= Stated problem =
Can you put everything in the data from the line containing "If you could mark the tool" down through the final line into a numbered list, with both ends included and blank lines dropped?

**********

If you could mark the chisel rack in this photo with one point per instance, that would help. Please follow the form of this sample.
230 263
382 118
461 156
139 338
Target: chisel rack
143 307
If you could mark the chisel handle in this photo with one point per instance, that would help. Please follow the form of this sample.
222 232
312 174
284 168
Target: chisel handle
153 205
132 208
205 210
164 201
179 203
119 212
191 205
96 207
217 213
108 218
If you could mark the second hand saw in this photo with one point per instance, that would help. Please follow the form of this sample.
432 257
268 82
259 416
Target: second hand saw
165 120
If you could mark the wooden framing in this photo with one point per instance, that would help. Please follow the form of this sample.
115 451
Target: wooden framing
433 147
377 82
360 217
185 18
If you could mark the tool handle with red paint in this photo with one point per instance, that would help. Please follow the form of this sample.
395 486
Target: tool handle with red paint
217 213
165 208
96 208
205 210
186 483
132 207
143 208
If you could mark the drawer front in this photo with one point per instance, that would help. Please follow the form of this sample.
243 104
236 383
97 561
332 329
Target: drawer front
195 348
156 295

**********

= Problem solution =
1. If you could mark the tool handle with red paint in this photo with one point per instance, that would help. Please follow the form of this sample.
2. 395 486
3. Target: tool handle with red paint
4. 217 213
5. 165 208
6. 96 208
7. 205 210
8. 186 483
9. 132 207
10. 143 208
11. If you could mark the drawer front in this photo with one point per instance, that would help. Please follow the form of this sample.
12. 243 104
13. 236 383
14. 97 561
15. 332 329
16. Target: drawer front
17. 195 348
18. 156 295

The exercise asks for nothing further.